DATASET EXTRACT:
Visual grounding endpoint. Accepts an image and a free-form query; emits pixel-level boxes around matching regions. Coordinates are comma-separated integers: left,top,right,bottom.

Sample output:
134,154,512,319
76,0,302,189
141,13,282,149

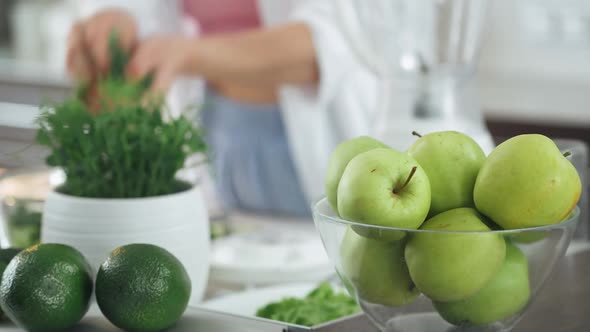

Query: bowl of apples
313,131,581,332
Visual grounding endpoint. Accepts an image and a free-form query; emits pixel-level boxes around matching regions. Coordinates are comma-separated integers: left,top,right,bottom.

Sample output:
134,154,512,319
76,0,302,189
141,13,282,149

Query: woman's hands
127,36,198,93
66,9,137,83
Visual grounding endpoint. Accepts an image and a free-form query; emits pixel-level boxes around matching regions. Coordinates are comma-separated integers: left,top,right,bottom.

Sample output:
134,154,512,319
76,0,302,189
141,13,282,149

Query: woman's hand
127,36,198,93
66,9,137,82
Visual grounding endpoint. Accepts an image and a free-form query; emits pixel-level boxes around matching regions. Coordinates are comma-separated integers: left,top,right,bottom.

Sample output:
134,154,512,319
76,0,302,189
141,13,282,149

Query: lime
0,248,22,265
0,243,92,332
96,244,191,332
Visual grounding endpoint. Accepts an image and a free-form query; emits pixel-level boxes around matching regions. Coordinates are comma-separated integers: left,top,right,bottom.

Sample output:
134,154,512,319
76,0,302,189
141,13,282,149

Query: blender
336,0,494,153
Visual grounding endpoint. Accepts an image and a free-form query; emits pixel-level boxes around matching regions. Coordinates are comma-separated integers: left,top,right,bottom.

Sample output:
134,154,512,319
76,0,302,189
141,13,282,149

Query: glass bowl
313,198,580,332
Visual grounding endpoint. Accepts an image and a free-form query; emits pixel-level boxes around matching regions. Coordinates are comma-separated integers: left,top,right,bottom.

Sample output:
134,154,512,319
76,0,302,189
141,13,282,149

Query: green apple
405,208,506,301
326,136,387,213
408,131,486,216
340,227,420,306
473,134,582,229
433,243,530,326
338,148,430,234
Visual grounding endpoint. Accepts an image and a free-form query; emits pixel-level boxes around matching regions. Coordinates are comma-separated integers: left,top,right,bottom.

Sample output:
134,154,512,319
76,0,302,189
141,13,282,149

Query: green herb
37,31,206,198
256,283,359,326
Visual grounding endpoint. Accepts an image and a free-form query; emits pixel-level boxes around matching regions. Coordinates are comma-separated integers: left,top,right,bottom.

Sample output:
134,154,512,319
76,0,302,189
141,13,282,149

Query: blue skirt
201,89,310,216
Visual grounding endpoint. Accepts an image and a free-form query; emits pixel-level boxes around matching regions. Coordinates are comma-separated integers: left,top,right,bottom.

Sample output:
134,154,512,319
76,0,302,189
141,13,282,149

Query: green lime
0,243,92,332
96,244,191,332
0,248,23,265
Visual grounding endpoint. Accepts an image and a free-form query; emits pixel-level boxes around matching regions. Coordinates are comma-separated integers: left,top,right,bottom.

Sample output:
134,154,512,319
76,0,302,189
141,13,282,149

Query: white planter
41,186,210,304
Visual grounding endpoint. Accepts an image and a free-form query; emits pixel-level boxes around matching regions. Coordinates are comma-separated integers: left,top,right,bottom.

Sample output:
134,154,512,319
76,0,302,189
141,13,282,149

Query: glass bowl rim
311,196,580,235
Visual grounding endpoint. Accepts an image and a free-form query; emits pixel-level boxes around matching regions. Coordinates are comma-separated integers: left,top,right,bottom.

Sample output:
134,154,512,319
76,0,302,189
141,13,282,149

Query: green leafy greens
256,283,359,326
37,34,206,198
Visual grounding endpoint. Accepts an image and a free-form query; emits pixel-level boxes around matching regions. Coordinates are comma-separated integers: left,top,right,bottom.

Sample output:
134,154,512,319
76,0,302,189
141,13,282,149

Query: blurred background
0,0,590,244
0,0,590,137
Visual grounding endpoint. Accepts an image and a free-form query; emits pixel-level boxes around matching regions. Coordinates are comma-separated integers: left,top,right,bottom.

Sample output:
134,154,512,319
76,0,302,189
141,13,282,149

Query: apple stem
393,166,418,195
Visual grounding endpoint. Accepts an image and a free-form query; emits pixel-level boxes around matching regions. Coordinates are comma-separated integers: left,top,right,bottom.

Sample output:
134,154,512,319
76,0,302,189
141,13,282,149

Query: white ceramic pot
41,186,210,304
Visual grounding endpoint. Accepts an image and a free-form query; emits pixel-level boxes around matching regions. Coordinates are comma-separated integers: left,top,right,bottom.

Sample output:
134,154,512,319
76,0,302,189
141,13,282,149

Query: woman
68,0,498,215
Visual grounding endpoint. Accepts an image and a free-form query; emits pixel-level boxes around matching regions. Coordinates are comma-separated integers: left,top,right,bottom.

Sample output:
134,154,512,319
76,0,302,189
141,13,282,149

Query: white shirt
76,0,493,201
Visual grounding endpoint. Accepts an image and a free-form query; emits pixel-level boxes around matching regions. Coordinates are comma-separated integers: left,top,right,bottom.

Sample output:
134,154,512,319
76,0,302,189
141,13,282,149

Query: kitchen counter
514,250,590,332
0,59,590,127
322,246,590,332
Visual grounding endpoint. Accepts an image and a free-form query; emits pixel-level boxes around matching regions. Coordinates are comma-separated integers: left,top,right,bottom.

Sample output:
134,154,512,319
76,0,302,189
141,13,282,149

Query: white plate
210,220,334,286
199,283,317,316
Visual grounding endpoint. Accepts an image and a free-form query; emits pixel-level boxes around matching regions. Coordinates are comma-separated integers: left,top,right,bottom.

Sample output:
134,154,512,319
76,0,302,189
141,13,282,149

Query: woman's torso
183,0,277,103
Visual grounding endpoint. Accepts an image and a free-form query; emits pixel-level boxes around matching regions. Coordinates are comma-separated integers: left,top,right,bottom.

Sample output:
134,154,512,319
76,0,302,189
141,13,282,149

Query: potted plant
37,38,210,303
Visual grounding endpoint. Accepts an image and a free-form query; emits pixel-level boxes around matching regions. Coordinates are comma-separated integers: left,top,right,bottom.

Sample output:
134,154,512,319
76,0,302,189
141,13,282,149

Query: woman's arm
128,23,318,91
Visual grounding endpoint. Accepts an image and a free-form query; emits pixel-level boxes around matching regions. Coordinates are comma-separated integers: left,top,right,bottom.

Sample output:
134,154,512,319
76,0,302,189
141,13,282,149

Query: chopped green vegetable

GIVEN TASK: Above are the records; reproduce them exactly and leave out the pictures.

RESPONSE:
Visual grounding endpoint. Accepts an image and a free-form query; emits pixel-level boxes around matching regions. Coordinates are comma-separated integers: left,top,right,bottom.

Sample output:
134,154,512,319
76,0,302,189
141,13,282,149


Query: bowl of apples
313,131,581,332
Visual grounding endpoint. Accepts an image and a free-form query; emits pixel-level boxes around matching regions. Coordinates are comma-separated integers: left,top,right,bottom.

Sample output:
134,154,512,319
76,0,302,189
141,13,282,149

Query: woman's hands
127,36,198,93
66,9,137,83
Visual grounding endpoint. Accepts an image and a free-form query; emits pixel-level boxes around matching regions. Coordinates are comma-separated integers: left,top,right,bottom.

Sample output:
134,154,512,319
76,0,302,189
141,13,282,149

Query: woman's hand
127,36,198,93
66,9,137,82
Visual grounding endpoint. Accepts an image and a free-form query; emits pixel-level boxes around matching regions. Coordinates are comma-separated integers: left,top,right,bottom.

Sample output:
134,154,512,319
76,0,302,189
141,13,282,149

Query: lime
0,248,22,265
0,243,92,332
96,244,191,332
Visual grounding endpoint. Accepts an image and a free-form query; emits pixel-level boxes around matching regions. Coordinates are comma-separated integers: left,top,right,bottom.

Sample output:
134,154,512,319
76,0,302,189
141,13,282,149

Query: blender
336,0,494,153
Visual grounding endpoint. Accepts an image and a free-form query; emits pixel-level boxes around matching regions. Coordinates are comma-separated integers: left,top,right,bottom.

Sample output:
134,154,512,319
76,0,302,189
141,13,282,149

Query: glass bowl
313,198,580,332
Visual grounding endpoint. Accepts an image and a free-form query; emits pixel-level boxes around matching regions. Coordinates are comma-separated integers: left,top,right,bottom.

Sample output:
134,154,512,319
76,0,302,189
141,13,282,149

Query: green apple
405,208,506,301
326,136,387,213
408,131,486,216
340,227,420,306
473,134,582,229
433,243,530,326
338,148,430,234
Visual grounding endpoint. Accepts an image and a free-form query; emits pixel-level boxes around matching regions. Coordinates are comma-separated integers: left,top,right,bottom.

Sample output:
134,154,512,319
76,0,302,189
141,13,282,149

Query: green herb
37,31,206,198
256,283,359,326
Visual grounding endpoint. Accepts an image and a free-form query; emits pixel-level boxes around matching regions. Coordinates are comma-separated integers: left,top,right,bottom.

Sample output:
134,154,512,319
76,0,302,189
141,13,282,149

Query: blue skirt
201,89,310,216
Visual grounding endpoint. Accepts an image and a free-form query; emits pixel-level boxes around matching regions. Coordinates are comma-separated integers: left,top,right,bottom.

Sample output:
134,154,512,319
76,0,302,189
141,13,282,149

Query: green lime
0,243,92,332
96,244,191,332
0,248,23,265
Visual grounding endpoint. Accepts an image and a free-form query; emits pixel-level boxes around matching regions. Coordinates are comma-separated integers: left,top,right,bottom.

Sample output:
134,154,512,319
76,0,302,189
141,13,282,149

Query: white planter
41,186,210,304
Visual grounding endpoint. Accepts an image and a free-form query; emits pixel-level boxes around matching regions. Coordinates are comma-separated integers: left,top,right,bottom.

Sample output:
134,154,512,319
76,0,302,189
141,13,282,149

Query: glass bowl rim
311,196,580,235
Visual grounding endpoint. Accepts an image and a free-form query; emits pixel-level boxes around matching regions. Coordinates are comma-separated integers: left,top,right,bottom.

Sample output:
134,154,512,319
76,0,302,189
141,13,282,149

Query: green leafy greens
256,283,359,326
37,34,206,198
Visual grounding endpoint. Accepts an image and a free-form query; emits pixel-level boxes around matching regions. Coordinates are comma-separated integers: left,top,right,bottom.

Sample output:
134,154,512,319
76,0,302,189
141,13,282,149

Query: blurred background
0,0,590,244
0,0,590,137
Visual grounding endpoint. Accepts an image and a free-form query; emits pixel-level boxes around matching regions. Coordinates are comma-separated integers: left,top,right,bottom.

Sample output:
134,154,512,319
76,0,302,189
141,13,282,149

Query: apple stem
393,166,418,195
Visual grounding endpoint. Accepts an image and a free-form query; emits pixel-level boxes around matching regions. Coordinates are comma-separated integers: left,top,right,bottom.

Sample output:
134,154,512,319
76,0,302,189
141,13,282,149

Query: white ceramic pot
41,186,210,304
Visual grounding endpoint. Accepts an image and a free-form query; emits pixel-level boxes around matching regions. Coordinates are comma-separated integers: left,top,right,bottom.

Sample output:
134,154,512,319
76,0,302,189
141,13,282,149

Query: woman
68,0,498,215
Visual grounding endpoint. Accepts an image and a free-form query; emits pixel-level boxes around matching regions. Coordinates are comma-separated integers: left,top,right,bottom.

Sample output:
134,154,512,319
76,0,302,189
141,13,282,149

Query: white shirt
76,0,493,201
Visual grounding endpoint. Accepts an image and a free-form query; emits pixel-level boxes around matching regions. Coordinates are comma-separated integers: left,top,right,bottom.

Sample output:
134,154,512,319
76,0,302,189
141,13,282,149

Query: kitchen counter
514,250,590,332
0,59,590,127
322,246,590,332
Visual grounding endpoint. Accepts an image and a free-form query; emits pixel-level boxes around matching regions. Coordinates are comma-separated integers: left,top,right,bottom.

Sample output:
134,154,512,319
76,0,302,189
141,13,282,149

Query: white plate
210,220,334,286
199,283,317,316
Visual grounding endpoint. Accepts an image and a free-form query; emits pixel-level boxes around matching regions. Coordinates are comma-separated integers: left,top,right,bottom.

Sample output:
134,154,512,319
76,0,302,189
141,13,282,149

Query: woman's torso
183,0,277,103
Visual grounding endpoint. Accepts an image and a free-form query; emits pixel-level boxes around matching regions. Coordinates are comma-separated integers: left,top,right,bottom.

Sample output:
134,154,512,319
76,0,302,189
141,13,282,149

Query: potted plant
37,38,210,303
Visual grounding endpoint. Accepts an image and a free-form query; emits pixel-level boxes around matching regions. Coordinates are comma-separated integers: left,top,right,bottom.

Sample output:
134,154,512,319
76,0,302,189
141,13,282,149

Query: woman's arm
128,23,318,91
Visual grounding endpoint. Accepts an image and a free-form query; emits pixel-level boxes around matching regions. Coordinates are comma-separated integers: left,top,right,bottom.

Sample output:
134,154,512,319
76,0,302,189
141,13,282,149

Query: chopped green vegetable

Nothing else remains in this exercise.